Excerpts of bounding box data
####################

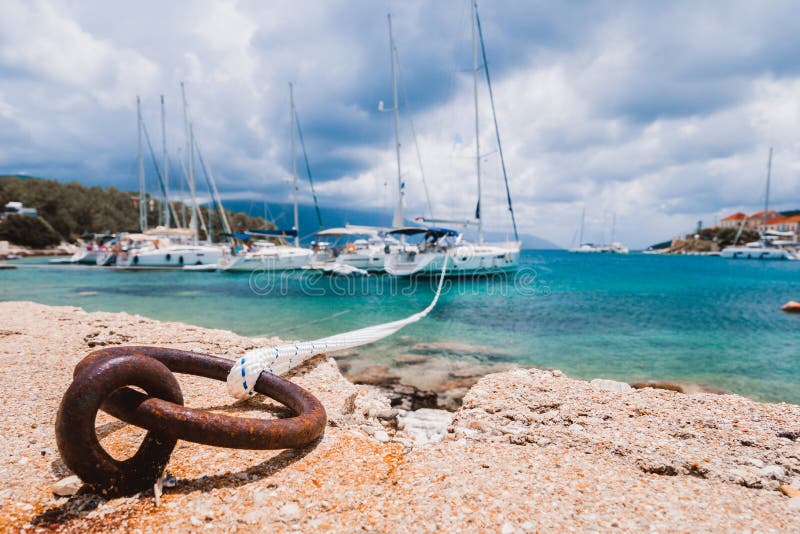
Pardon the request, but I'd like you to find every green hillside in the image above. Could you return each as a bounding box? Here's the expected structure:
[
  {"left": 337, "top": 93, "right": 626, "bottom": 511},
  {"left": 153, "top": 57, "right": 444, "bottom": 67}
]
[{"left": 0, "top": 176, "right": 274, "bottom": 247}]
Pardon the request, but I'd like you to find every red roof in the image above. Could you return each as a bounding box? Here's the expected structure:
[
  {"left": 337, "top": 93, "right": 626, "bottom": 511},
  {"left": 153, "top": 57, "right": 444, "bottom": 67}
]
[
  {"left": 747, "top": 210, "right": 781, "bottom": 219},
  {"left": 722, "top": 211, "right": 747, "bottom": 221}
]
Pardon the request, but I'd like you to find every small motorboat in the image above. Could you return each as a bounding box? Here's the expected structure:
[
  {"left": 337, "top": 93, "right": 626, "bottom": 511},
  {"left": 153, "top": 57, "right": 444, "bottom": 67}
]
[{"left": 781, "top": 300, "right": 800, "bottom": 313}]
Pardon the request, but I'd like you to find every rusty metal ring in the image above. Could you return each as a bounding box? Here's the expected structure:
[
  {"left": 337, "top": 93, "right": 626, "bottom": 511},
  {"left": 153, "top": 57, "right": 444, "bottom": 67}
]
[{"left": 56, "top": 347, "right": 327, "bottom": 493}]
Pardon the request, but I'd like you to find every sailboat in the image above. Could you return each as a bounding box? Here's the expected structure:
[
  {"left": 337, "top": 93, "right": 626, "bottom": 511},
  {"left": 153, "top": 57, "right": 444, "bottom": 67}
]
[
  {"left": 385, "top": 0, "right": 522, "bottom": 276},
  {"left": 304, "top": 15, "right": 405, "bottom": 275},
  {"left": 112, "top": 91, "right": 226, "bottom": 269},
  {"left": 720, "top": 147, "right": 800, "bottom": 260},
  {"left": 569, "top": 208, "right": 629, "bottom": 254},
  {"left": 219, "top": 83, "right": 314, "bottom": 272}
]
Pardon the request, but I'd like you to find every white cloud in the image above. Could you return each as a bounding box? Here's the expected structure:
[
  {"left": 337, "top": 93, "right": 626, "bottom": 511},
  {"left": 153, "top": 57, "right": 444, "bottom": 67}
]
[{"left": 0, "top": 0, "right": 800, "bottom": 246}]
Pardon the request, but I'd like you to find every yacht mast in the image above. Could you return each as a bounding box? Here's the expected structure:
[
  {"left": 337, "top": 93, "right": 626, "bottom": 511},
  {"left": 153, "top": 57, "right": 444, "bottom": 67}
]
[
  {"left": 386, "top": 14, "right": 405, "bottom": 228},
  {"left": 762, "top": 147, "right": 772, "bottom": 231},
  {"left": 161, "top": 95, "right": 169, "bottom": 228},
  {"left": 136, "top": 96, "right": 147, "bottom": 232},
  {"left": 472, "top": 0, "right": 483, "bottom": 244},
  {"left": 289, "top": 82, "right": 300, "bottom": 247},
  {"left": 181, "top": 82, "right": 198, "bottom": 244}
]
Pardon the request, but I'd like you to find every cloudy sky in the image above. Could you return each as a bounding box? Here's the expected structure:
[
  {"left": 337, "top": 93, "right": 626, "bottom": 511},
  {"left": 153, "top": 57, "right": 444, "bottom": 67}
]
[{"left": 0, "top": 0, "right": 800, "bottom": 246}]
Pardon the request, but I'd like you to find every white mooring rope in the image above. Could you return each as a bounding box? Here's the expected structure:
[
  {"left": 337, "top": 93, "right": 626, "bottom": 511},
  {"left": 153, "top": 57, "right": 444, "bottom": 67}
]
[{"left": 228, "top": 255, "right": 448, "bottom": 399}]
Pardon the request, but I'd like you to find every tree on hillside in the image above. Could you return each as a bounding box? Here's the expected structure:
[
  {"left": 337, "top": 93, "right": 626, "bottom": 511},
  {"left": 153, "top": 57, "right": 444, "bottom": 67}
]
[{"left": 0, "top": 215, "right": 61, "bottom": 248}]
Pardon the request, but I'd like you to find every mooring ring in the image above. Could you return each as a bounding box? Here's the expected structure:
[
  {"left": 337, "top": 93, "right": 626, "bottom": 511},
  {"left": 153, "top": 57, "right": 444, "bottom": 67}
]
[{"left": 56, "top": 347, "right": 327, "bottom": 493}]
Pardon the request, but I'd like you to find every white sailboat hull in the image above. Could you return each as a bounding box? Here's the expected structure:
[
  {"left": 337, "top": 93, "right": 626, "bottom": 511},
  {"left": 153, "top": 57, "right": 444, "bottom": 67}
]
[
  {"left": 385, "top": 243, "right": 520, "bottom": 276},
  {"left": 219, "top": 246, "right": 314, "bottom": 272},
  {"left": 336, "top": 247, "right": 386, "bottom": 272}
]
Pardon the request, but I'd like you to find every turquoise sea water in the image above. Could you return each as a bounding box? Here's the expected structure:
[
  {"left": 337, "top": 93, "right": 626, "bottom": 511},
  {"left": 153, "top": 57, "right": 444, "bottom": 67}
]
[{"left": 0, "top": 251, "right": 800, "bottom": 403}]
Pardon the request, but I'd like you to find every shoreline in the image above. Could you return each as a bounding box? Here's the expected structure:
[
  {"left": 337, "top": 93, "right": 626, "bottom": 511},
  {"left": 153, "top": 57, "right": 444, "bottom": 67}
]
[{"left": 0, "top": 302, "right": 800, "bottom": 532}]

####################

Given task —
Format every line of the listing above as a Markdown table with two columns, Row for the row number and Line for the line itself, skipping blank lines. Leave the pictures out of the answer.

Result of this task —
| Row | Line |
|---|---|
| 1 | Pardon the request, but I'd like you to find every green hillside in the image above. Could you return each as a bounding box? Here's the expected structure: |
| 2 | [ |
| 3 |   {"left": 337, "top": 93, "right": 626, "bottom": 511}, |
| 4 |   {"left": 153, "top": 57, "right": 444, "bottom": 67} |
| 5 | ] |
| 6 | [{"left": 0, "top": 176, "right": 274, "bottom": 247}] |
| 7 | Pardon the request, but I'd like you to find every red roof in the image above. Could you return each as a bounding box? Here's the expected structure: |
| 8 | [ |
| 9 |   {"left": 337, "top": 93, "right": 626, "bottom": 511}, |
| 10 |   {"left": 153, "top": 57, "right": 444, "bottom": 67} |
| 11 | ] |
| 12 | [ |
| 13 |   {"left": 747, "top": 210, "right": 781, "bottom": 219}, |
| 14 |   {"left": 722, "top": 211, "right": 747, "bottom": 221} |
| 15 | ] |
| 16 | Pardon the request, but I'd like you to find every small motorboat in the image above. Could you return each as a bounding box? Here's the expected structure: |
| 17 | [ |
| 18 |   {"left": 337, "top": 93, "right": 626, "bottom": 511}, |
| 19 |   {"left": 153, "top": 57, "right": 444, "bottom": 67} |
| 20 | ] |
| 21 | [{"left": 781, "top": 300, "right": 800, "bottom": 313}] |
| 22 | Pardon the request, but I'd like you to find every rusty metal ring in the image above. Could you return each as a bounding box? Here's the expected structure: |
| 23 | [ |
| 24 |   {"left": 337, "top": 93, "right": 626, "bottom": 511}, |
| 25 |   {"left": 153, "top": 57, "right": 444, "bottom": 67} |
| 26 | ] |
| 27 | [{"left": 56, "top": 347, "right": 327, "bottom": 493}] |
| 28 | Pardon the request, but I'd like you to find every sailboat in the image above. Could you return each as a bounding box? Here's the expected structure: |
| 29 | [ |
| 30 |   {"left": 337, "top": 93, "right": 626, "bottom": 511}, |
| 31 |   {"left": 153, "top": 57, "right": 444, "bottom": 67} |
| 32 | ] |
| 33 | [ |
| 34 |   {"left": 385, "top": 0, "right": 522, "bottom": 276}, |
| 35 |   {"left": 304, "top": 15, "right": 405, "bottom": 275}, |
| 36 |   {"left": 112, "top": 91, "right": 226, "bottom": 269}, |
| 37 |   {"left": 720, "top": 147, "right": 800, "bottom": 260}, |
| 38 |   {"left": 569, "top": 208, "right": 629, "bottom": 254}, |
| 39 |   {"left": 219, "top": 83, "right": 314, "bottom": 272} |
| 40 | ] |
| 41 | Pardon the request, but I'd like you to find every white cloud in the image above. Could you return each as a bounding box? Here's the expected structure: |
| 42 | [ |
| 43 |   {"left": 337, "top": 93, "right": 626, "bottom": 511}, |
| 44 |   {"left": 153, "top": 57, "right": 444, "bottom": 67} |
| 45 | ] |
| 46 | [{"left": 0, "top": 0, "right": 800, "bottom": 246}] |
| 47 | Pardon the request, but I'd like you to find every yacht mast in the image above. Could you return each as a bounding box? Here's the expected structure: |
| 48 | [ |
| 49 |   {"left": 337, "top": 93, "right": 626, "bottom": 511}, |
| 50 |   {"left": 153, "top": 57, "right": 444, "bottom": 67} |
| 51 | ] |
| 52 | [ |
| 53 |   {"left": 386, "top": 14, "right": 405, "bottom": 228}, |
| 54 |   {"left": 762, "top": 147, "right": 772, "bottom": 231}, |
| 55 |   {"left": 161, "top": 95, "right": 169, "bottom": 228}, |
| 56 |   {"left": 136, "top": 96, "right": 147, "bottom": 232}, |
| 57 |   {"left": 472, "top": 0, "right": 483, "bottom": 244}, |
| 58 |   {"left": 289, "top": 82, "right": 300, "bottom": 247}, |
| 59 |   {"left": 181, "top": 82, "right": 198, "bottom": 244} |
| 60 | ] |
| 61 | Pardon the request, but I'd like you to find every cloudy sky in the image above. Could you return each as a bounding box? Here's the expected structure: |
| 62 | [ |
| 63 |   {"left": 337, "top": 93, "right": 626, "bottom": 511}, |
| 64 |   {"left": 153, "top": 57, "right": 444, "bottom": 67} |
| 65 | ] |
| 66 | [{"left": 0, "top": 0, "right": 800, "bottom": 246}] |
| 67 | Pardon the request, but I'd like you to find every white mooring rope in the image above. Could you return each as a bounding box? Here's the expected structure: |
| 68 | [ |
| 69 |   {"left": 337, "top": 93, "right": 626, "bottom": 511}, |
| 70 |   {"left": 153, "top": 57, "right": 444, "bottom": 67} |
| 71 | ] |
| 72 | [{"left": 228, "top": 255, "right": 448, "bottom": 399}] |
| 73 | Pardon the request, but I'd like you to find every tree on hillside in the image above. Could you return each as a bounding box? Here's the expected structure: |
| 74 | [ |
| 75 |   {"left": 337, "top": 93, "right": 626, "bottom": 511}, |
| 76 |   {"left": 153, "top": 57, "right": 444, "bottom": 67} |
| 77 | ] |
| 78 | [{"left": 0, "top": 215, "right": 61, "bottom": 248}] |
| 79 | Pardon the request, but I'd like you to find every mooring ring in the image above. Could you return each as a bounding box? Here's the expected structure: |
| 80 | [ |
| 81 |   {"left": 337, "top": 93, "right": 626, "bottom": 511}, |
| 82 |   {"left": 153, "top": 57, "right": 444, "bottom": 67} |
| 83 | ] |
| 84 | [{"left": 56, "top": 347, "right": 327, "bottom": 493}] |
| 85 | Pardon the request, but I'd like you to find every white sailboat hull in the image above. Could you return each as a bounding box? Here's the expected structure: |
| 86 | [ |
| 87 |   {"left": 337, "top": 93, "right": 626, "bottom": 511}, |
| 88 |   {"left": 153, "top": 57, "right": 444, "bottom": 67} |
| 89 | ] |
| 90 | [ |
| 91 |   {"left": 385, "top": 243, "right": 520, "bottom": 276}, |
| 92 |   {"left": 219, "top": 246, "right": 314, "bottom": 272}, |
| 93 |   {"left": 336, "top": 247, "right": 386, "bottom": 272} |
| 94 | ] |
| 95 | Pardon the request, but I'd like you to find every turquoise sea water in the image above. Could you return each as a bounding box? Here's the expected structure: |
| 96 | [ |
| 97 |   {"left": 337, "top": 93, "right": 626, "bottom": 511}, |
| 98 |   {"left": 153, "top": 57, "right": 444, "bottom": 67} |
| 99 | ] |
| 100 | [{"left": 0, "top": 251, "right": 800, "bottom": 403}] |
| 101 | Pardon the request, but I'd like you to find every shoreline in the image above. Could you return each as a bounding box? Here's the expected structure: |
| 102 | [ |
| 103 |   {"left": 337, "top": 93, "right": 626, "bottom": 511}, |
| 104 |   {"left": 153, "top": 57, "right": 444, "bottom": 67} |
| 105 | ] |
| 106 | [{"left": 0, "top": 302, "right": 800, "bottom": 532}] |